### INSTRUCTIONS TO FOLLOW
Rewrite all of the lines below in full, multiplying each point coordinate by 2.5 and rounding to the nearest whole number, with halves rounded up. Leave the pictures out.

--- begin ---

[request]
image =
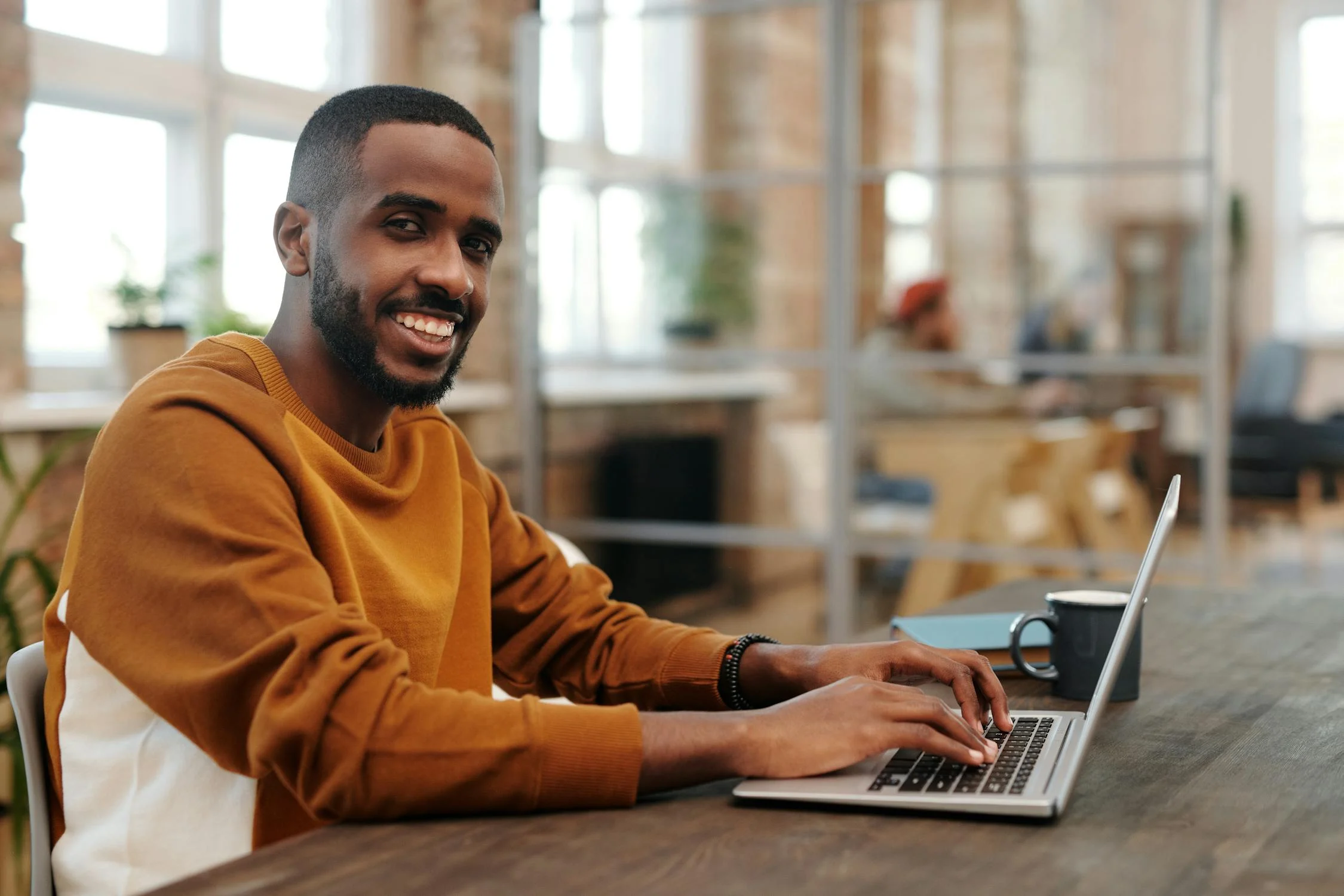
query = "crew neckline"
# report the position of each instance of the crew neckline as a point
(280, 389)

--- end ---

### FINAL RESULT
[request]
image =
query = "crew neckline"
# report the position of each instance of the crew neckline as a point
(700, 973)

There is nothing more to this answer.